[Task to complete] Set down verbatim the lines of the entries below, from the line containing "Point to the surfer" up to and including the line containing "Query: surfer".

--- Start of The records ---

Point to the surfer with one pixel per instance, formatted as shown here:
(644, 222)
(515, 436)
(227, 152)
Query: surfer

--- End of The records ---
--- Start of The records ---

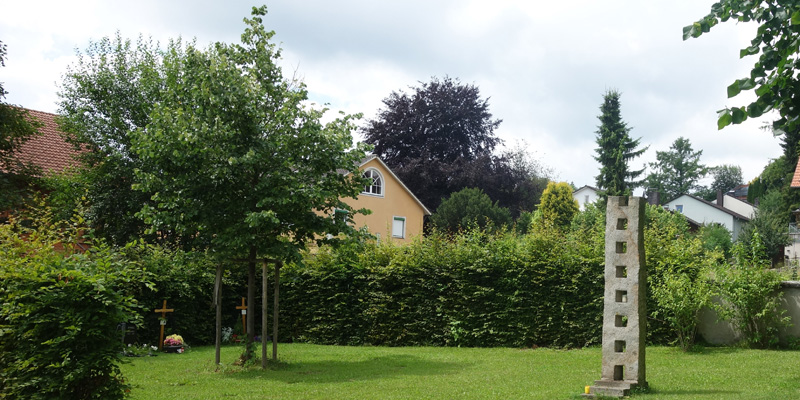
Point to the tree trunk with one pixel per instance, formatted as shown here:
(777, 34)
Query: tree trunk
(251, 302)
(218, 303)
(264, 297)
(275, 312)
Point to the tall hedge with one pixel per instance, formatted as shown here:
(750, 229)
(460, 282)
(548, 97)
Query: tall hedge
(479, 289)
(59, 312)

--- End of The records ---

[The reply]
Point to the surfer with one pixel per instance, formatted as shown here:
(644, 222)
(515, 436)
(227, 152)
Query: surfer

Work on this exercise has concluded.